- 練習問題:
a. 次の(i)〜(iii)の記述が美術と手話プロジェクトについての本文と合っているかを、それぞれ「はい」か「いいえ」で判定せよ。判定の決め手となる本文の語句もそのまま引用すること。
(i) 美術用語の手話化では約80語が試作された。
(ii) プロジェクトの事務局は株式会社丹青社に置かれている。
(iii) 鑑賞者に向けては、手話通訳の養成を行っている。
b. 美術と手話プロジェクトについての本文をもとに、次の問いに答えよ。
(i) プロジェクトの代表は誰か。
(ii) 事務局の電話番号は何番か。
(iii) 「ともに楽しむ」の活動として挙げられているものは何か。
c. 美術と手話プロジェクトについての本文を、最後の文の後から書き継げ。

聞こえない人・聞こえにくい人、手話通訳士、美術関係者、研究者など、
さまざまな人とともに、次の活動を行っています。

ともに考える
  • ●「美術と手話を考える会議」、課題抽出ワークショップなど
ともにつくる
  • ●美術館や美術鑑賞に関するニーズの調査・分析
  • ●美術館へのアクセスに関する調査・提案
  • ●美術用語の手話化(約80語を試作)
  • ●ミュージアムでの新たなコミュニケーション手段の開発・提案
  • ●聞こえない人自身による作品解説手法の開発など
ともに楽しむ
  • ●鑑賞プログラム(ギャラリートーク、鑑賞ツアーなど)の開発・提案・実践
ともに学ぶ
  • ●美術用語の手話の普及
  • ●美術鑑賞をサポートする手話通訳の養成など

また、活動の成果を活かし、個別のアドバイスや提案も行っています。

美術館へ

鑑賞プログラム(ワークショップや鑑賞ツアーなど)の企画・実施、手話通訳の養成など

鑑賞者へ

手話通訳や要約筆記の紹介など

事務局・メンバー

美術と手話プロジェクトはNPO法人エイブル・アート・ジャパンに事務局をおく市民有志によるプロジェクトです。

美術と手話プロジェクト 事務局

〒108-0074 東京都港区高輪2-15-24 三愛ビル竹館2階203号室
NPO法人エイブル・アート・ジャパン内

TEL:03-6277-2802
E-mail:info.art-sign@ableart.org

ホームページ:http://art-sign.ableart.org

メンバー

  • 西岡 克浩

    にしおか かつひろ

    美術と手話プロジェクト代表
    株式会社丹青社所属

    さまざまな人が集う文化施設などの空間づくりに携わりつつ、ユニバーサルミュージアム活動、ダイバーシティ関連研修の運営などを通じて、美術鑑賞を楽しむとともに「いろいろな人と、ともに体験し、ともに考えていく」ことを大切にしている。

- 提供資料:
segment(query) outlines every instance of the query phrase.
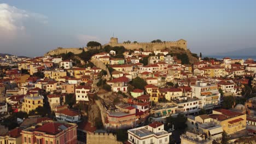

- 解答:
a.
(i) はい。「美術用語の手話化(約80語を試作)」
(ii) いいえ。「NPO法人エイブル・アート・ジャパンに事務局をおく」
(iii) いいえ。「手話通訳や要約筆記の紹介など」

b.
(i) 西岡 克浩
(ii) 03-6277-2802
(iii) 鑑賞プログラム(ギャラリートーク、鑑賞ツアーなど)の開発・提案・実践

c.
  • 市川 節子

    いちかわ せつこ

    サインコミュニケーター
    手話通訳士

    聞こえる人が当たり前に楽しめていることを、聞こえない人にも同じように楽しんでもらいたいという想いを胸に活動している。気持ちに見合う技術と知識を目下研鑽中。

  • 太田 好泰

    おおた よしやす

    NPO法人
    新しい住まい方研究所
    代表理事

    エイブル・アート・ジャパン在職時よりさまざまなミュージアムアクセスプログラムの立ち上げ、運営に関わってきた。現在は住まいと食と居場所を軸に新しいコミュニティをつくるNPOを運営する傍ら、ライフワークとして「美術と手話プロジェクト」に参加している。

  • 小谷野 依久

    こやの いく

    東京都中途失聴・難聴者協会
    理事

    聴覚障害者。人工内耳と補聴器のバイモーダル。目と手と文字の人。誰もが自分の感性と言葉を大事にできるよう、すべての情報保障の悩みを解決したい。旅行会社勤務、東京都中途失聴・難聴者協会 理事、全日本難聴者・中途失聴者団体連合会 国際部で活動の場を広げている。

  • 柴崎 由美子

    しばさき ゆみこ

    NPO法人
    エイブル・アート・ジャパン
    代表理事

    障害のある人とともに、芸術文化活動を通じて社会に対して新しい価値を提案するプログラムを探求し実践していくことがライフワーク。東北への活動の普及にも力を入れている。現在、エイブルアート・カンパニー東京事務局、NPO法人エイブル・アート・ジャパン事務局長兼。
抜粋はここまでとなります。